_Exercise objective_
Copy out the text of every item below word for word, leaving out the pictures.

_Items from a labeling collection_
******************************

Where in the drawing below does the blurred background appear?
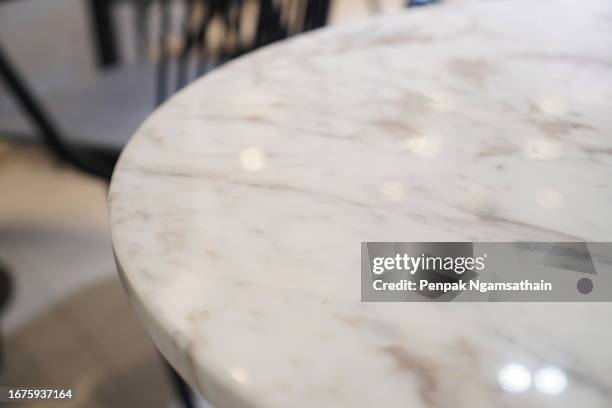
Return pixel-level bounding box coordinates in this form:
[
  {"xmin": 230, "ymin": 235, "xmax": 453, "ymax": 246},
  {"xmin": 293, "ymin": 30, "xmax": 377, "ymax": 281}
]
[{"xmin": 0, "ymin": 0, "xmax": 414, "ymax": 407}]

******************************

_Result_
Where in the drawing below does the blurred background appear?
Return pixel-level bounding box coordinates in this form:
[
  {"xmin": 230, "ymin": 235, "xmax": 453, "ymax": 246},
  {"xmin": 293, "ymin": 30, "xmax": 377, "ymax": 281}
]
[{"xmin": 0, "ymin": 0, "xmax": 414, "ymax": 407}]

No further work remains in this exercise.